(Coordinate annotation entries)

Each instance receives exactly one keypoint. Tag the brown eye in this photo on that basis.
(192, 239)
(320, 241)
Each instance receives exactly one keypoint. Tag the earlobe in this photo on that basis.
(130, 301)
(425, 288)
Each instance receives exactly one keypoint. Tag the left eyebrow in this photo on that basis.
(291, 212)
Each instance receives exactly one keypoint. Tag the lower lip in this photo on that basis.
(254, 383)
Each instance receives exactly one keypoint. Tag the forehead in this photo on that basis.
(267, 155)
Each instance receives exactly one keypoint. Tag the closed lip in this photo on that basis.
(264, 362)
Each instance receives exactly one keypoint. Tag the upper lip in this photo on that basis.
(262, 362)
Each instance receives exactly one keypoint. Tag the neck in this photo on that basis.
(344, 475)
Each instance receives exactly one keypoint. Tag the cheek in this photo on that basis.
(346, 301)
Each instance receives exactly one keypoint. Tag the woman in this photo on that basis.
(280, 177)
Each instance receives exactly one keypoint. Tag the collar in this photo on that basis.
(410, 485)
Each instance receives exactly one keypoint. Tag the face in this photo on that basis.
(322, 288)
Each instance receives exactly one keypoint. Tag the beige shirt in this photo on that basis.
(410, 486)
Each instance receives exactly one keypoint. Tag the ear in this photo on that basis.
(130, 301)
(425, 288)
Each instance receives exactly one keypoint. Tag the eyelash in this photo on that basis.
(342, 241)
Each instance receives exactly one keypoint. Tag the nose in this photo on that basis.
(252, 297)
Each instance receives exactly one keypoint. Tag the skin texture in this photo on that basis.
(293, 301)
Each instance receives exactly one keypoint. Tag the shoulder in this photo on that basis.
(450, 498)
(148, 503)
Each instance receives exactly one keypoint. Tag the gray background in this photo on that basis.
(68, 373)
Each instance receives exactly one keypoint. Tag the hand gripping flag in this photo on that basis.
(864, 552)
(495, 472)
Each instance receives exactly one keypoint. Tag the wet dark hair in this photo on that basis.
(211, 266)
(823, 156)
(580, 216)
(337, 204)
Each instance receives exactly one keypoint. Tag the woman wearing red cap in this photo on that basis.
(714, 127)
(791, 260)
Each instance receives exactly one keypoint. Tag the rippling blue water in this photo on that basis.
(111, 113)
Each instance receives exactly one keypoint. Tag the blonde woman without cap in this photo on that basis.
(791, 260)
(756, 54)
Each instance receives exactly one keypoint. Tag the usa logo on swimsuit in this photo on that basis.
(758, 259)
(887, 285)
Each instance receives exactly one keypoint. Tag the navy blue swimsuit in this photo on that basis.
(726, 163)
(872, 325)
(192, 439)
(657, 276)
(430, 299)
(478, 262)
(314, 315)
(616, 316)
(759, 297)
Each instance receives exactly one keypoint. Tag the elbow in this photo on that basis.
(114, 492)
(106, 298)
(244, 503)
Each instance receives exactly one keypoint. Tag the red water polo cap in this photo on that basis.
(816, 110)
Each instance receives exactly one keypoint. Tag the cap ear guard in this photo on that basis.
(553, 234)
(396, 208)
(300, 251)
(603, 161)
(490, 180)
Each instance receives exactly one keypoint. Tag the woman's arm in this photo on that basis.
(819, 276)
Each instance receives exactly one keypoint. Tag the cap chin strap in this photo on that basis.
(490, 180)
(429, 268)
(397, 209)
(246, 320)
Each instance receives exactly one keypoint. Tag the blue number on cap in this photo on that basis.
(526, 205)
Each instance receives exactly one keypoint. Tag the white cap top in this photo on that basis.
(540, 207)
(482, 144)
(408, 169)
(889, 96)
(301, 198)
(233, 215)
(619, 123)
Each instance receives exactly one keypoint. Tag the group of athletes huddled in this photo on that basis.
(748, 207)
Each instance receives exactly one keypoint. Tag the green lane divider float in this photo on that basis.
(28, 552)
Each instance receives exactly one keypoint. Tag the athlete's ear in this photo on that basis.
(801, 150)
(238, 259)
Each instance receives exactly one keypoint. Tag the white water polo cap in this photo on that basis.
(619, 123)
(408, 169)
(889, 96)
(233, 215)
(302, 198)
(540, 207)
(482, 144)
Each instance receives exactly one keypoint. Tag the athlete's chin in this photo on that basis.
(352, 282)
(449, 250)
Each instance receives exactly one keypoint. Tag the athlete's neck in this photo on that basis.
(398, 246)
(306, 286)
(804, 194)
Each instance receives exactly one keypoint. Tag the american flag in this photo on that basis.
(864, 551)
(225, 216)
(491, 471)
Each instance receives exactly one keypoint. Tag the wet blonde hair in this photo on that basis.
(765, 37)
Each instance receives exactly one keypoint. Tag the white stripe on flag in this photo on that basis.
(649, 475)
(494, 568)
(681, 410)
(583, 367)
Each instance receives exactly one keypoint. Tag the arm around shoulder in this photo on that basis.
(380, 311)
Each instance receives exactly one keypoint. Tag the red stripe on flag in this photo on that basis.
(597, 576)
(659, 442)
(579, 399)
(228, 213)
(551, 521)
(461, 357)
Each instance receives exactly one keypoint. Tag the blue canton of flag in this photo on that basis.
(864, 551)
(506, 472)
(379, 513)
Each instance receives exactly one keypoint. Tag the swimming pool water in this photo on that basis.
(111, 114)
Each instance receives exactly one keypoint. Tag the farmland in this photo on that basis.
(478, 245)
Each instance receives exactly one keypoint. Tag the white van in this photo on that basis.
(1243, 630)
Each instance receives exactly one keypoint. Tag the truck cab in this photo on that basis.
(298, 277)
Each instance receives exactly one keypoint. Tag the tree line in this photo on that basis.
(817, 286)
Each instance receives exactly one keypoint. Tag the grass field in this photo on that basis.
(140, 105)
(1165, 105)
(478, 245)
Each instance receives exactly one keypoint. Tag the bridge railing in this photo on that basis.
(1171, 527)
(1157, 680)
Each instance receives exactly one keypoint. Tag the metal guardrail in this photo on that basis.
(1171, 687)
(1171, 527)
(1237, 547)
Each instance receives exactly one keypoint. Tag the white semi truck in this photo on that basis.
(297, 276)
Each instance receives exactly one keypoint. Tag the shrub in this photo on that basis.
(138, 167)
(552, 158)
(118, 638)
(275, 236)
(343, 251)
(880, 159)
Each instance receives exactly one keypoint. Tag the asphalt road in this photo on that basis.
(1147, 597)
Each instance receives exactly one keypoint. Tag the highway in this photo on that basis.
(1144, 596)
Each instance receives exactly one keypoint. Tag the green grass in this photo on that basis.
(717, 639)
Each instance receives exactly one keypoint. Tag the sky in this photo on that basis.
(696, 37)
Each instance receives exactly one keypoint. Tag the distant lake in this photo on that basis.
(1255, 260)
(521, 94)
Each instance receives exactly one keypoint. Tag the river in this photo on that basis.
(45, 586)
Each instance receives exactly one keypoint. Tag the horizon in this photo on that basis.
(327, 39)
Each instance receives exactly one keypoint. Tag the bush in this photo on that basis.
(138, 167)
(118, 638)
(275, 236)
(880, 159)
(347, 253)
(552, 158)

[What to work on]: Only the lines from the one containing "Each instance receives exactly one keypoint. Tag the sky" through the end of the entries above belong in the answer; repeat them exactly.

[The reply]:
Each instance receives exactly one keypoint. Tag the sky in this photo on that basis.
(696, 37)
Each instance receives exactly one keypoint. Tag the distant lake in this photo on that basis.
(1255, 260)
(521, 94)
Each instance receives exactly one keypoint. Tag the river in this photo on that basis.
(45, 586)
Each instance receives exactly one keypoint. Tag the horizon in this photo on that basis.
(327, 39)
Each instance receives exactly one keypoint. Tag the bush in this photo on that basis.
(138, 167)
(118, 638)
(275, 236)
(880, 159)
(347, 253)
(552, 158)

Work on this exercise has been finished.